■ ASSIGNED TASK
Below are some records; reproduce every one of them exactly.

■ DATA RECORDS
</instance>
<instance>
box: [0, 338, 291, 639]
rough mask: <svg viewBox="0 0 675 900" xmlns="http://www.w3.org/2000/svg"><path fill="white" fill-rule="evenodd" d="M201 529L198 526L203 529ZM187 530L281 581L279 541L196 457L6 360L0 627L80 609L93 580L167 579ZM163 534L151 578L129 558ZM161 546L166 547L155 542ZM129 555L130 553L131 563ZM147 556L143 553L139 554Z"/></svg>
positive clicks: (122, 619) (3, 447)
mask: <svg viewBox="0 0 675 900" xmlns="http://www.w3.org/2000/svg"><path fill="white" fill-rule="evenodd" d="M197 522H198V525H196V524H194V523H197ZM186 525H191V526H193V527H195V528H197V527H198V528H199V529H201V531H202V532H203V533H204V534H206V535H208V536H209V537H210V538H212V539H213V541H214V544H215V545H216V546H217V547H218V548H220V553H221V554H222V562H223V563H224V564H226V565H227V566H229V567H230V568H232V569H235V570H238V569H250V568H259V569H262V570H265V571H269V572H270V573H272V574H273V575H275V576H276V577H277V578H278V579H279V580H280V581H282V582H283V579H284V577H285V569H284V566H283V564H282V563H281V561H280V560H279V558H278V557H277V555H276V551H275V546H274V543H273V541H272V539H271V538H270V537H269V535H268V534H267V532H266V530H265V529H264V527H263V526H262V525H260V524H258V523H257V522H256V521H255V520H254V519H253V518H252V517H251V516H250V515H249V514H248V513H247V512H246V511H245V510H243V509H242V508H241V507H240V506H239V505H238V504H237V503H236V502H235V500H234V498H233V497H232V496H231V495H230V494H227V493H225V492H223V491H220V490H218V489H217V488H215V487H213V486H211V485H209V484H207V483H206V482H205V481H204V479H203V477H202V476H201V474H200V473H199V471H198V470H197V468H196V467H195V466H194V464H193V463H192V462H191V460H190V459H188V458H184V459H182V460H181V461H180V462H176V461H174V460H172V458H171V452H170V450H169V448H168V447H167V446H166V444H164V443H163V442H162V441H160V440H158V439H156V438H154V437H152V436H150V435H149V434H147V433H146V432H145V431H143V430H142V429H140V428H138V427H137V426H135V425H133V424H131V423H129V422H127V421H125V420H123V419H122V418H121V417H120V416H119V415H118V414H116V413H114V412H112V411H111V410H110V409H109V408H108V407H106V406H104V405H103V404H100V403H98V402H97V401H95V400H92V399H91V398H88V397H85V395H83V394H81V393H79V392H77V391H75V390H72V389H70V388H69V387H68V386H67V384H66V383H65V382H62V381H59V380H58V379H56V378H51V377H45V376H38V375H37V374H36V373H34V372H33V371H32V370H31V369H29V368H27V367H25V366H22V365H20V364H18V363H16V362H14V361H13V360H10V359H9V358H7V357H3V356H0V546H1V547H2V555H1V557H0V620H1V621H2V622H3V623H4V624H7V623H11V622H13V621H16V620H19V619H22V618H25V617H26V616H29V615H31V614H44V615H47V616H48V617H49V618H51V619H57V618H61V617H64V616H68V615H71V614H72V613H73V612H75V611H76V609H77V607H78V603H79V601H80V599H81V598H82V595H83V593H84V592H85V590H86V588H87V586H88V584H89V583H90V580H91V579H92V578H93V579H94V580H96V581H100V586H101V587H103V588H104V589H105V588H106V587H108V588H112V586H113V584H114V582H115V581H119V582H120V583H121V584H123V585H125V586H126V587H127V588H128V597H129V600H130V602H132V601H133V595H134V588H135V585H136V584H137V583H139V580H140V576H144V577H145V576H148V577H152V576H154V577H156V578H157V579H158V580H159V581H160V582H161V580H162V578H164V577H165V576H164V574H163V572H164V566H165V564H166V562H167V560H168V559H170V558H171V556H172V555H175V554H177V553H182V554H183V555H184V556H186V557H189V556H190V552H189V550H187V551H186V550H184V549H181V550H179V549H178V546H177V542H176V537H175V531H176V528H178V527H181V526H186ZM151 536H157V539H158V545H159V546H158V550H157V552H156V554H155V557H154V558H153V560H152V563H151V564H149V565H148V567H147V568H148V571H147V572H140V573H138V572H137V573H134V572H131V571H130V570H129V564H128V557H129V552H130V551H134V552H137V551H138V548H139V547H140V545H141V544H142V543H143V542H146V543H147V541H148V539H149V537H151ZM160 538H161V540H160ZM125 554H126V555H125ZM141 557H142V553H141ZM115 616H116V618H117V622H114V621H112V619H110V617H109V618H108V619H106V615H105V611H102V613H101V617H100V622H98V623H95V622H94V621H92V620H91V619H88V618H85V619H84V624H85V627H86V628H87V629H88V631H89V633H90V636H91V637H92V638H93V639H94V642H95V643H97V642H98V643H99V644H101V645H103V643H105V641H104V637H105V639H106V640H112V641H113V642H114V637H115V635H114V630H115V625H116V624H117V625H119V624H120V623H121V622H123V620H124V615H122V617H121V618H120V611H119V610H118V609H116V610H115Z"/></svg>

■ SOLUTION
</instance>
<instance>
box: [0, 338, 291, 639]
rough mask: <svg viewBox="0 0 675 900" xmlns="http://www.w3.org/2000/svg"><path fill="white" fill-rule="evenodd" d="M201 529L198 526L203 529ZM187 530L281 581L279 541L196 457L6 360L0 627L80 609L93 580L167 579ZM163 534L151 578L129 558ZM161 546L166 547L155 542ZM129 555L130 553L131 563ZM147 556L143 553L139 554Z"/></svg>
positive clicks: (122, 619) (3, 447)
mask: <svg viewBox="0 0 675 900" xmlns="http://www.w3.org/2000/svg"><path fill="white" fill-rule="evenodd" d="M197 522H198V525H196V524H194V523H197ZM186 525H191V526H193V527H195V528H197V527H198V528H199V529H201V531H202V532H203V533H204V534H206V535H208V536H209V537H210V538H212V539H213V541H214V544H215V545H216V546H217V547H218V548H220V553H221V554H222V562H223V563H224V564H226V565H227V566H229V567H230V568H232V569H235V570H238V569H250V568H259V569H262V570H265V571H269V572H270V573H272V574H273V575H275V576H276V577H277V578H278V579H279V580H280V581H282V582H283V579H284V577H285V569H284V566H283V564H282V563H281V561H280V560H279V558H278V557H277V555H276V551H275V546H274V543H273V541H272V539H271V538H270V537H269V535H268V534H267V532H266V530H265V529H264V527H263V526H262V525H260V524H258V523H257V522H256V521H255V520H254V519H253V518H252V517H251V516H250V515H249V514H248V513H247V512H246V511H245V510H243V509H242V508H241V507H240V506H239V505H238V504H237V503H236V502H235V500H234V498H233V497H232V496H231V495H230V494H227V493H225V492H223V491H220V490H218V489H217V488H215V487H213V486H211V485H209V484H207V483H206V482H205V481H204V479H203V477H202V476H201V474H200V473H199V471H198V470H197V468H196V467H195V466H194V464H193V463H192V462H191V460H190V459H188V458H184V459H182V460H181V461H180V462H176V461H174V460H172V458H171V452H170V450H169V448H168V447H167V446H166V444H164V443H163V442H162V441H160V440H158V439H156V438H154V437H152V436H150V435H149V434H147V433H146V432H145V431H143V430H142V429H140V428H138V427H137V426H135V425H133V424H131V423H129V422H127V421H125V420H123V419H122V418H121V417H120V416H119V415H118V414H116V413H114V412H112V411H111V410H110V409H109V408H108V407H106V406H104V405H103V404H100V403H98V402H97V401H95V400H92V399H91V398H88V397H85V395H83V394H81V393H79V392H77V391H75V390H72V389H70V388H69V387H68V386H67V384H66V383H65V382H62V381H59V380H58V379H56V378H51V377H45V376H38V375H37V374H36V373H34V372H33V371H32V370H31V369H29V368H27V367H25V366H22V365H20V364H18V363H16V362H14V361H13V360H10V359H9V358H7V357H3V356H0V546H1V547H2V555H1V557H0V620H1V621H2V622H3V623H4V624H7V623H11V622H13V621H16V620H19V619H22V618H25V617H26V616H29V615H31V614H44V615H47V616H48V617H49V618H51V619H57V618H61V617H64V616H68V615H71V614H72V613H73V612H75V611H76V609H77V607H78V603H79V601H80V599H81V598H82V595H83V593H84V592H85V590H86V588H87V586H88V584H89V583H90V580H91V579H92V578H93V579H94V580H96V581H100V586H101V587H103V588H104V589H105V588H106V587H108V588H112V586H113V584H114V582H115V581H119V582H120V583H121V584H123V585H125V586H126V587H127V588H128V597H129V600H130V602H132V601H133V595H134V588H135V585H136V584H137V583H139V580H140V576H144V577H145V576H148V577H152V576H154V577H156V578H157V579H158V580H159V581H160V582H161V580H162V578H164V577H165V576H164V574H163V572H164V566H165V564H166V562H167V560H168V559H170V558H171V556H172V555H175V554H177V553H182V554H183V555H184V556H186V557H189V556H190V552H189V550H187V551H186V550H184V549H181V550H179V549H178V546H177V542H176V537H175V531H176V528H178V527H181V526H186ZM151 536H157V539H158V545H159V546H158V550H157V552H156V554H155V557H154V558H153V560H152V563H151V564H149V565H148V567H147V568H148V571H147V572H140V573H138V572H137V573H134V572H131V571H130V570H129V564H128V557H129V552H130V551H134V552H137V551H138V548H139V547H140V545H141V544H142V543H143V542H146V543H147V541H148V539H149V537H151ZM160 538H161V540H160ZM125 554H126V555H125ZM141 557H142V553H141ZM115 616H116V618H117V622H114V621H112V619H110V617H109V618H108V619H106V615H105V611H102V613H101V617H100V622H98V623H95V622H94V621H92V620H91V619H88V618H85V619H84V624H85V627H86V628H87V629H88V631H89V633H90V636H91V637H92V638H93V639H94V642H95V643H97V642H98V643H99V644H101V645H103V643H105V641H104V637H105V639H106V640H112V641H113V642H114V637H115V635H114V630H115V625H116V624H117V625H119V624H120V623H121V622H123V620H124V615H122V617H121V618H120V611H119V610H118V609H116V610H115Z"/></svg>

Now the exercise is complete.